• **WHAT THIS TASK INVOLVES**: Find every line in the records below that holds the word "pointed", and copy it out.

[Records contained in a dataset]
*** Begin section ***

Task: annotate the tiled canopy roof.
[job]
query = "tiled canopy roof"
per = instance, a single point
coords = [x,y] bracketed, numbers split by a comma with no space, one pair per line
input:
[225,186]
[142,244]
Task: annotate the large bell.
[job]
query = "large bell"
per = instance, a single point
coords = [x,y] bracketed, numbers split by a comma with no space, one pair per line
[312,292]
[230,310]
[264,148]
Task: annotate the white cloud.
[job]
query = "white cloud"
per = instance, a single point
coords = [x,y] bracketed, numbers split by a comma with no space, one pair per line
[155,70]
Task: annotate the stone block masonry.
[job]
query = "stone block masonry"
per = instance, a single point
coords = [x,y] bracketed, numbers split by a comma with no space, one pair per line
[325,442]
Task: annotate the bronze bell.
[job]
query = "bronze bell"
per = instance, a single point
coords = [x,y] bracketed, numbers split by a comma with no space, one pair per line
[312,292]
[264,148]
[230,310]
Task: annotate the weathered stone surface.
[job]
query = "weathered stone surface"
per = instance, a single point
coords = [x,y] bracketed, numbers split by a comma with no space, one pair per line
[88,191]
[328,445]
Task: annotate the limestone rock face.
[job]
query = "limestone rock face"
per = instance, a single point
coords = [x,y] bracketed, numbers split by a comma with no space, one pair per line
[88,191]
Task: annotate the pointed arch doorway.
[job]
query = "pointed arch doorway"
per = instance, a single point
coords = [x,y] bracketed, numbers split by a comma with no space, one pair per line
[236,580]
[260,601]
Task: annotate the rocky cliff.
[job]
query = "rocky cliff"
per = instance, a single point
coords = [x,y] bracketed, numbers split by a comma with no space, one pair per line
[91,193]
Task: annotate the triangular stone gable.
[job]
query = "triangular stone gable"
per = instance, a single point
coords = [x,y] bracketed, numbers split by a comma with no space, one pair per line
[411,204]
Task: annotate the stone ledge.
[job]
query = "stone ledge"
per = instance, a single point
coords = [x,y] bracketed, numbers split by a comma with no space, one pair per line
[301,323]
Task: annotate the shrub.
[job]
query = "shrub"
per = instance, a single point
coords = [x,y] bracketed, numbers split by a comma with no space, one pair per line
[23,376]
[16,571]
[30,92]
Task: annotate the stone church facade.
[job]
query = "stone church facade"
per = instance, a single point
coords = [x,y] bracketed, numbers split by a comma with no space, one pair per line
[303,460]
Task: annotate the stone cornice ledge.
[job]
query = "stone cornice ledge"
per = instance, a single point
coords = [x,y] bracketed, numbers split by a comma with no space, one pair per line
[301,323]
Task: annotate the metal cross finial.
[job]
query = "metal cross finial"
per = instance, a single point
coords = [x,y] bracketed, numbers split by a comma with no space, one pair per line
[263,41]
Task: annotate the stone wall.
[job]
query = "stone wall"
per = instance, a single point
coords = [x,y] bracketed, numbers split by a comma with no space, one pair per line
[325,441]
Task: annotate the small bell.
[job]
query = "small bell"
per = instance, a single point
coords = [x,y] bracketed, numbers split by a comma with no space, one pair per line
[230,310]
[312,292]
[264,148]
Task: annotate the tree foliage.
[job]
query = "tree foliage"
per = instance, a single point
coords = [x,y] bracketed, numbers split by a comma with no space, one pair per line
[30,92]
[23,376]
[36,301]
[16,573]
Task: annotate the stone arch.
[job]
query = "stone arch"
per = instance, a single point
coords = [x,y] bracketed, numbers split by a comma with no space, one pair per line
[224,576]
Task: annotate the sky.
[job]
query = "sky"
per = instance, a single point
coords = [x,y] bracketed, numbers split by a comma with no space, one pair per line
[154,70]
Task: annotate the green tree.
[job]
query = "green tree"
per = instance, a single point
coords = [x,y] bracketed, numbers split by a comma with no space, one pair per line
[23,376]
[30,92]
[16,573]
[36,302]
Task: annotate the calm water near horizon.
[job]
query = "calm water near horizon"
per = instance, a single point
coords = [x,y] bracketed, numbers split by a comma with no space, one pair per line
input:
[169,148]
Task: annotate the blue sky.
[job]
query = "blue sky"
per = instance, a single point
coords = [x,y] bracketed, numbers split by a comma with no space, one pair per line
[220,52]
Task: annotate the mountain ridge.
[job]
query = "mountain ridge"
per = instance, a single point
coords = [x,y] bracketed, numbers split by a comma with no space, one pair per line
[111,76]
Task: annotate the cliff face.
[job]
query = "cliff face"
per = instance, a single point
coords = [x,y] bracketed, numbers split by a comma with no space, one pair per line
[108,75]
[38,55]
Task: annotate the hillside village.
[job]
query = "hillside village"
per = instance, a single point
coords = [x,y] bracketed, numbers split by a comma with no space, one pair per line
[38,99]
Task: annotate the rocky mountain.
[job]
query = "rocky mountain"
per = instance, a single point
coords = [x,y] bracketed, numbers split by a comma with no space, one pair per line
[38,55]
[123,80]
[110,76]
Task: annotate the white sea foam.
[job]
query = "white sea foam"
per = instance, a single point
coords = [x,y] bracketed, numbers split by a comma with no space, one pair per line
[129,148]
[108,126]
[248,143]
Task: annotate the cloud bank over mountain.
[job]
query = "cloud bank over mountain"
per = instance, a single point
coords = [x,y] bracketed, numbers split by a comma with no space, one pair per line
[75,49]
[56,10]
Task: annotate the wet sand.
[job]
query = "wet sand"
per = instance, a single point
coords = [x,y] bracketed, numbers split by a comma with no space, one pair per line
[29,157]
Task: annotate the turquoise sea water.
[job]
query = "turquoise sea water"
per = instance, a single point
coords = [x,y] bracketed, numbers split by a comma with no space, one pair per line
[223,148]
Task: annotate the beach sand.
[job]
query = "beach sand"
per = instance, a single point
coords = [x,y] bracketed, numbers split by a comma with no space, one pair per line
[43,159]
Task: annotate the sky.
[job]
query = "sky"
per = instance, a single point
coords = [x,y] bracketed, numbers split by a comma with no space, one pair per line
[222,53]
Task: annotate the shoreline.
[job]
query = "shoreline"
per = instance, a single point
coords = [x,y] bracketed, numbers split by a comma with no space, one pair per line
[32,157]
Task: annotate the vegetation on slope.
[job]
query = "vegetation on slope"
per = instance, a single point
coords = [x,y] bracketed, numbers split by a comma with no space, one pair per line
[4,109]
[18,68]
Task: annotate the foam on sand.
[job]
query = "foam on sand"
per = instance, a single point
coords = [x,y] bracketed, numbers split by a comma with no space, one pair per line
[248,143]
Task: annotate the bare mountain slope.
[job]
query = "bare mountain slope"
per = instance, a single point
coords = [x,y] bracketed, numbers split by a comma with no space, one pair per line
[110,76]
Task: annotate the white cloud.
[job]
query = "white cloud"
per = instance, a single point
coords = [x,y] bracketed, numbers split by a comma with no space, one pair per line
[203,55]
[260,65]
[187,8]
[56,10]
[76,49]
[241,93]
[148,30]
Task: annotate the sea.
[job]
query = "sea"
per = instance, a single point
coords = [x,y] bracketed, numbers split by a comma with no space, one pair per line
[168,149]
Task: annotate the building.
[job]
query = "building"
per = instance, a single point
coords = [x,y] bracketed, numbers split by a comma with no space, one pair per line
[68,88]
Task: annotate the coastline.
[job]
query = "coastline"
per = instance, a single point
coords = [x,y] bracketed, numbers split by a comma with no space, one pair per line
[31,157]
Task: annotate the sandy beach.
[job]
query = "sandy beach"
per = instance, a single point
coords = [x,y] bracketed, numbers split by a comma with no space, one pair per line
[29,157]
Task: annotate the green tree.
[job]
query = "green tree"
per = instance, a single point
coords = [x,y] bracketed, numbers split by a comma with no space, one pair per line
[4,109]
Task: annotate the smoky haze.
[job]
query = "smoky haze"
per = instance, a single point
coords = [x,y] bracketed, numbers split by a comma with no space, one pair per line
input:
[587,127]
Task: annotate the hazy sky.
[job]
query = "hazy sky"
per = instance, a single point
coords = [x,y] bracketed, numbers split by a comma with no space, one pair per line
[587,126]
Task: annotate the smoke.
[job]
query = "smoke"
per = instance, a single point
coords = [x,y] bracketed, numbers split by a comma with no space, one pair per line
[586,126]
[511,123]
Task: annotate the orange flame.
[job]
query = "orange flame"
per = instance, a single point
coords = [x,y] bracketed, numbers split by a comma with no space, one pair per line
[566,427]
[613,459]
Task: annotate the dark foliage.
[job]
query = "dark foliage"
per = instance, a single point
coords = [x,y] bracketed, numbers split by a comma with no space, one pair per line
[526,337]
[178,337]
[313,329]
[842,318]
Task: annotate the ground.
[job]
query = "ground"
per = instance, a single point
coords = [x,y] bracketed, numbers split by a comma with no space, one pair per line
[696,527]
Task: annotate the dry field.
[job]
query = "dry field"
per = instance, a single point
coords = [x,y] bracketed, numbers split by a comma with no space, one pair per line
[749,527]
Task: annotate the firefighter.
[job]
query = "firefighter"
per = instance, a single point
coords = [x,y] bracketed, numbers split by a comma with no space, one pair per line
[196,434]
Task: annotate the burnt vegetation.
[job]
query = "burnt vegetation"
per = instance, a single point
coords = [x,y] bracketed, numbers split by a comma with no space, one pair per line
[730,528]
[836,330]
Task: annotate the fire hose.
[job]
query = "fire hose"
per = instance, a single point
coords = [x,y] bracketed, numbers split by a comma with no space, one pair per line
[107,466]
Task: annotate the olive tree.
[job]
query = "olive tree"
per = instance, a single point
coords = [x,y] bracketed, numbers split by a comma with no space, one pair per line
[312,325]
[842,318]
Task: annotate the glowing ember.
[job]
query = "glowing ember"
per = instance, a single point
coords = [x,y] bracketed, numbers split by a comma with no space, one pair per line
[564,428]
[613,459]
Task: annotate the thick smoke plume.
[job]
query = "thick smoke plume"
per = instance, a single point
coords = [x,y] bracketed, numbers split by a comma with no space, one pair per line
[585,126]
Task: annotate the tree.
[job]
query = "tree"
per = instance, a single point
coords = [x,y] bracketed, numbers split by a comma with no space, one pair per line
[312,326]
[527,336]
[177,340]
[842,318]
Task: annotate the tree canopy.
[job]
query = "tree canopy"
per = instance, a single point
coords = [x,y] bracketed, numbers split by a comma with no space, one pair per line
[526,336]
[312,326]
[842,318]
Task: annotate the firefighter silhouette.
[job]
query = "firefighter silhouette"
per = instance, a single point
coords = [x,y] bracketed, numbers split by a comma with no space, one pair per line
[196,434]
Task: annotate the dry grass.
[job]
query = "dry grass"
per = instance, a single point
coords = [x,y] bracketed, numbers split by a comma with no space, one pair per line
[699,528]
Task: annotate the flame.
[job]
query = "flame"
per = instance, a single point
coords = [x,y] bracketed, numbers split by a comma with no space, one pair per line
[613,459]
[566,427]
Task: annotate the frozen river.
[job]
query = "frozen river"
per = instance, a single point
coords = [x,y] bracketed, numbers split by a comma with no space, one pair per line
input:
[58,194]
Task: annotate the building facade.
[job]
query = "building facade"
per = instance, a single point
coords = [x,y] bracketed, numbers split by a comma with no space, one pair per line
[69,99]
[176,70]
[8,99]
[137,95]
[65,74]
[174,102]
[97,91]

*** End section ***

• **RESULT OF THE TASK**:
Task: annotate the pointed arch doorway.
query = "pointed arch doorway"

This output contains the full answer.